[Available records — start]

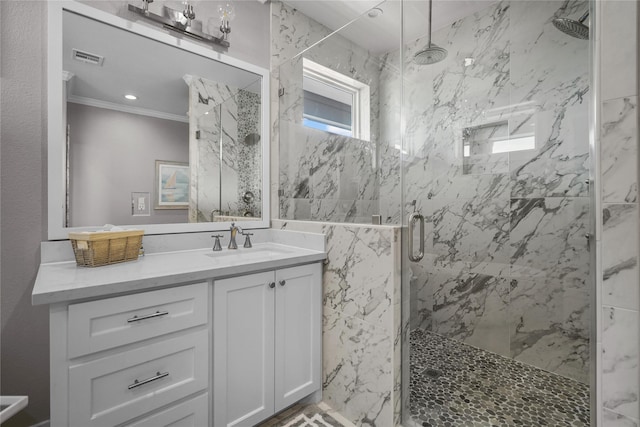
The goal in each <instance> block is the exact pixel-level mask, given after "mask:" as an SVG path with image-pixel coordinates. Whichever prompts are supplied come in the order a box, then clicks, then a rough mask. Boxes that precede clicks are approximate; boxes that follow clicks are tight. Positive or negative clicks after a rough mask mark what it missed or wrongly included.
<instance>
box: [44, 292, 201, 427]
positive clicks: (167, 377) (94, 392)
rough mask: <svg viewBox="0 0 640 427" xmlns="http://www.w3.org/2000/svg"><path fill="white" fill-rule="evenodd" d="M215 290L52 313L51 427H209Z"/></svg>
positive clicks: (140, 299)
mask: <svg viewBox="0 0 640 427" xmlns="http://www.w3.org/2000/svg"><path fill="white" fill-rule="evenodd" d="M209 291H210V288H209V283H207V282H203V283H197V284H191V285H184V286H178V287H173V288H167V289H160V290H154V291H148V292H141V293H136V294H132V295H125V296H118V297H112V298H104V299H100V300H94V301H88V302H79V303H71V304H58V305H53V306H51V319H50V320H51V324H50V327H51V381H52V384H51V391H52V393H51V425H52V426H53V427H57V426H82V427H92V426H115V425H120V424H125V425H126V424H130V423H133V425H141V426H142V425H154V426H159V425H165V424H162V423H161V422H159V421H158V419H159V418H161V419H165V420H170V419H171V418H172V417H173V418H175V417H177V416H179V417H178V419H193V420H198V421H199V423H198V424H194V425H207V424H208V420H209V418H208V414H209V407H208V405H203V404H202V399H204V400H208V397H207V396H208V393H207V390H208V387H209V337H210V333H209V328H208V323H209V302H208V301H209ZM203 396H204V397H203ZM178 402H179V403H180V404H179V405H177V406H175V407H172V405H174V404H175V403H178ZM155 411H159V414H157V415H156V414H154V412H155ZM163 413H164V415H161V414H163ZM144 417H146V418H147V419H149V420H150V421H148V422H146V421H145V418H144ZM203 421H204V424H202V422H203ZM149 423H151V424H149ZM166 425H169V423H167V424H166Z"/></svg>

[Available records — finish]

**Exercise requirements:** Nothing but the lines from the one with "box: [44, 292, 201, 427]" through the last line of the entries should be repeated, and those exactly.

**Output for this exercise:**
box: [44, 292, 201, 427]
positive clicks: (167, 377) (94, 392)
rough mask: <svg viewBox="0 0 640 427" xmlns="http://www.w3.org/2000/svg"><path fill="white" fill-rule="evenodd" d="M215 290L52 313L51 427H209Z"/></svg>
positive clicks: (140, 299)
mask: <svg viewBox="0 0 640 427" xmlns="http://www.w3.org/2000/svg"><path fill="white" fill-rule="evenodd" d="M209 291H210V288H209V283H207V282H203V283H197V284H191V285H184V286H178V287H173V288H167V289H160V290H154V291H148V292H141V293H136V294H132V295H125V296H118V297H112V298H104V299H100V300H94V301H88V302H79V303H71V304H58V305H53V306H51V319H50V320H51V324H50V327H51V381H52V384H51V391H52V393H51V425H52V426H53V427H57V426H82V427H92V426H115V425H120V424H125V425H126V424H130V423H133V425H141V426H142V425H154V426H159V425H165V424H162V423H161V422H159V421H158V419H159V418H161V419H165V420H170V419H171V418H172V417H173V418H175V417H177V416H179V417H178V419H193V420H198V421H199V423H198V424H194V425H207V424H208V420H209V418H208V414H209V407H208V405H203V404H202V399H204V400H208V397H207V396H208V393H207V390H208V387H209V337H210V333H209V328H208V323H209V302H208V301H209ZM203 396H204V397H203ZM178 402H179V403H180V404H179V405H177V406H175V407H172V405H174V404H175V403H178ZM155 411H159V414H157V415H156V414H154V412H155ZM163 413H164V415H161V414H163ZM144 417H146V418H147V419H149V420H150V421H148V422H146V421H145V418H144ZM203 421H204V424H202V422H203ZM149 423H151V424H149ZM166 425H169V423H167V424H166Z"/></svg>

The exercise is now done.